→ DATASET EXCERPTS
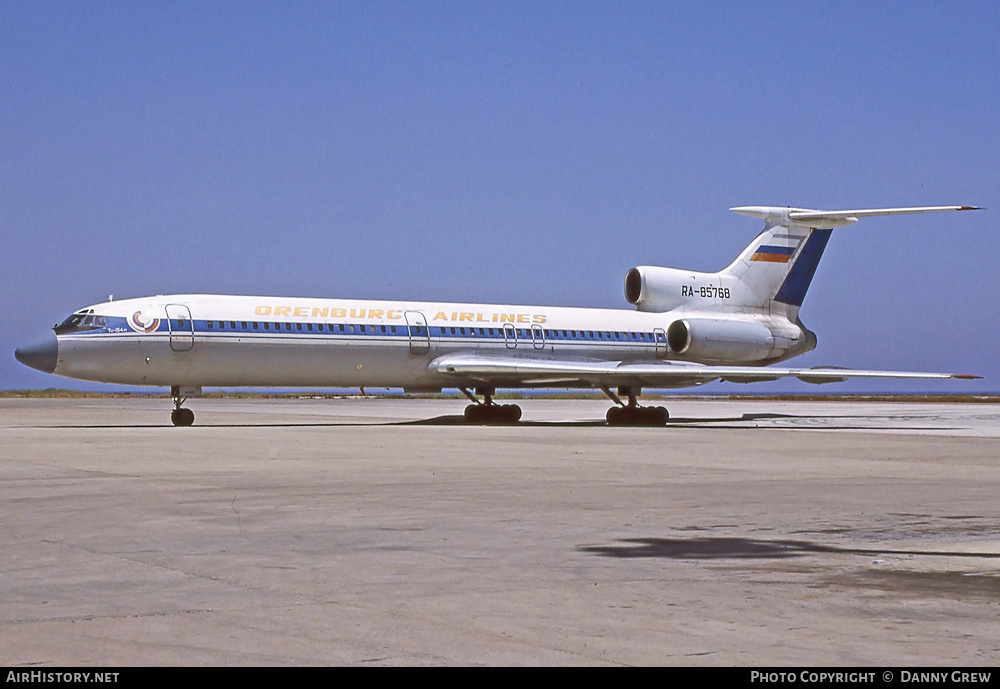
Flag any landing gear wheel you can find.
[606,406,670,426]
[465,404,521,423]
[170,407,194,426]
[501,404,521,423]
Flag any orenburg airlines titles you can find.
[253,304,548,325]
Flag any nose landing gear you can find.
[170,385,194,426]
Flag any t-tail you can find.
[719,206,977,314]
[625,206,978,364]
[625,206,978,321]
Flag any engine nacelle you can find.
[667,318,787,362]
[625,266,720,311]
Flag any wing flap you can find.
[429,354,979,387]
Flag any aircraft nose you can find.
[14,330,59,373]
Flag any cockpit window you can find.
[54,309,107,335]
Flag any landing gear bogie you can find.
[601,385,670,426]
[465,404,521,423]
[459,388,521,424]
[170,385,200,426]
[170,407,194,426]
[607,406,670,426]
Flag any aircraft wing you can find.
[429,354,980,388]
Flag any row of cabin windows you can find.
[199,320,662,342]
[204,321,396,333]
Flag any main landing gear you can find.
[601,385,670,426]
[170,385,194,426]
[459,388,521,423]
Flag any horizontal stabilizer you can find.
[729,206,982,229]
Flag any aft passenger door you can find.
[166,304,194,352]
[403,311,431,354]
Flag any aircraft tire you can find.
[170,408,194,426]
[465,404,482,422]
[502,404,521,423]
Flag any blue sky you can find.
[0,0,1000,392]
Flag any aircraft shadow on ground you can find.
[19,413,946,430]
[577,538,1000,560]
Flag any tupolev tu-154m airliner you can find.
[15,206,978,426]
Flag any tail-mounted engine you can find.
[625,266,721,311]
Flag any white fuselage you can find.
[53,295,801,390]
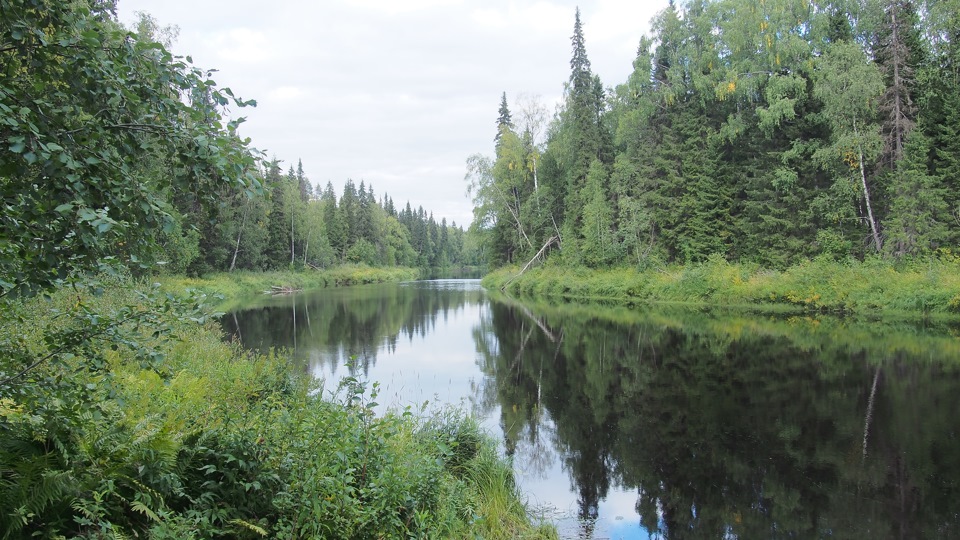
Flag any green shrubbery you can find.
[157,265,419,297]
[484,254,960,313]
[0,282,552,540]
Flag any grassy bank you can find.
[483,257,960,314]
[155,265,420,298]
[0,280,555,539]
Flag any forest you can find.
[0,0,555,539]
[466,0,960,269]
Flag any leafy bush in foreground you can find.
[0,283,552,540]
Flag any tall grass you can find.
[0,282,555,539]
[156,265,420,298]
[483,257,960,313]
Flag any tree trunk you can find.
[230,208,247,272]
[853,120,883,253]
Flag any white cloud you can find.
[209,28,276,64]
[119,0,666,225]
[270,86,307,102]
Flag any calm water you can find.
[223,280,960,539]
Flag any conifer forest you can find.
[467,0,960,268]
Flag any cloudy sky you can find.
[118,0,667,226]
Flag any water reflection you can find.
[224,281,960,538]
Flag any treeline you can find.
[172,159,482,274]
[467,0,960,267]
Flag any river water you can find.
[223,280,960,539]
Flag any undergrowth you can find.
[483,254,960,314]
[154,265,419,298]
[0,281,555,540]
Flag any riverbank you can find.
[483,257,960,314]
[0,270,556,539]
[153,265,420,298]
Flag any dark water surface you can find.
[223,280,960,539]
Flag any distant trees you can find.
[188,159,483,273]
[468,0,960,267]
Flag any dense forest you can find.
[181,159,481,274]
[467,0,960,268]
[0,0,478,300]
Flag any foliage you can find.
[0,281,551,538]
[467,0,960,269]
[483,252,960,314]
[0,0,260,294]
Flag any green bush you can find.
[0,280,555,539]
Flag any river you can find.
[223,280,960,539]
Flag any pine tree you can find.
[493,92,513,148]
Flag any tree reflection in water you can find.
[223,282,960,538]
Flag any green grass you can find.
[154,265,420,298]
[0,276,556,539]
[483,257,960,314]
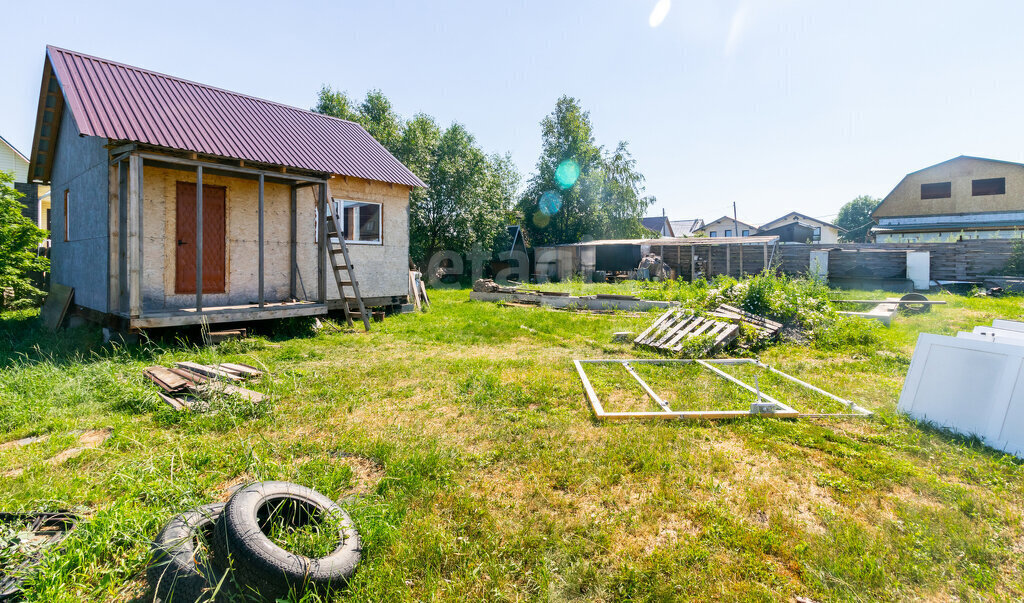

→ PROBLEM DETAILS
Write out the entire listing above word for word, leaving out the pictures.

→ COMPLETED EXERCISE
Flag any landing gear wheel you can find.
[606,406,670,426]
[465,404,521,423]
[170,407,194,426]
[501,404,521,423]
Flag any orenburg airlines titles you can find.
[253,304,548,325]
Flag any nose landing gear you can find.
[170,385,194,426]
Flag any t-tail you can find.
[719,206,977,314]
[625,206,978,364]
[625,206,978,321]
Flag any engine nacelle you can find.
[667,318,787,362]
[625,266,720,311]
Flag any wing flap you can find.
[429,354,979,387]
Flag any aircraft nose you can find.
[14,330,59,373]
Flag any cockpit window you can find.
[54,309,107,335]
Flag any landing gear bogie you can find.
[601,385,670,426]
[465,404,521,423]
[459,388,521,424]
[170,385,200,426]
[170,407,194,426]
[607,406,670,426]
Flag any aircraft wing you can find.
[429,354,980,388]
Flag any row of cabin windows you can find.
[199,320,662,342]
[204,321,396,333]
Flag any main landing gear you can find.
[601,385,670,426]
[170,385,194,426]
[459,388,521,423]
Flag any horizontal stabilizer you can find.
[729,206,982,229]
Flag any aft passenger door you can find.
[166,304,194,352]
[403,311,431,354]
Flag any aircraft tire you can find.
[170,408,194,426]
[465,404,482,422]
[502,404,521,423]
Flag any blue sky you can find.
[0,0,1000,392]
Flag any aircraft shadow on ground you can find.
[19,413,946,430]
[577,538,1000,560]
Flag any tupolev tu-154m airliner you can find.
[15,206,978,426]
Flag any tail-mounted engine you can find.
[625,266,721,311]
Flag any white fuselage you can find.
[53,295,801,390]
Flag any green shrubbery you can find.
[157,265,419,297]
[484,254,960,313]
[0,282,552,540]
Flag any grassy bank you can find.
[483,257,960,314]
[155,265,420,298]
[0,280,555,539]
Flag any forest you can find.
[0,0,555,539]
[466,0,960,269]
Flag any leafy bush in foreground you can find.
[0,283,552,540]
Flag any tall grass you can find.
[0,282,555,539]
[156,265,420,298]
[483,257,960,313]
Flag any tree trunk you can find.
[230,208,247,272]
[853,120,883,253]
Flag any white cloud you can find.
[209,28,276,64]
[119,0,666,225]
[270,86,307,102]
Flag any calm water you can find.
[223,280,960,539]
Flag any conifer forest you can find.
[467,0,960,268]
Flag any cloudy sky you can find.
[118,0,667,226]
Flag any water reflection you can find.
[224,281,960,538]
Flag any treeline you can find.
[172,159,482,274]
[467,0,960,267]
Flag any river water you can find.
[223,280,960,539]
Flag any undergrowth you can find.
[483,254,960,314]
[154,265,419,298]
[0,281,555,540]
Flag any riverbank you can find.
[483,257,960,314]
[0,270,556,539]
[153,265,420,298]
Flag any dark water surface you can find.
[223,280,960,539]
Flag any distant trees you can find.
[188,159,483,273]
[468,0,960,267]
Flag any dense forest you can find.
[181,159,481,274]
[467,0,960,268]
[0,0,478,300]
Flag any foliage you can find.
[0,281,551,538]
[467,0,960,269]
[483,252,960,314]
[0,0,260,294]
Flag any green bush you can find.
[0,280,555,539]
Flag any river you can find.
[223,280,960,539]
Flag any pine tree you can find.
[493,92,513,148]
Flag any tree reflection in water you can find.
[223,282,960,538]
Flag any green grass you can find.
[154,265,420,298]
[0,276,556,539]
[483,257,960,314]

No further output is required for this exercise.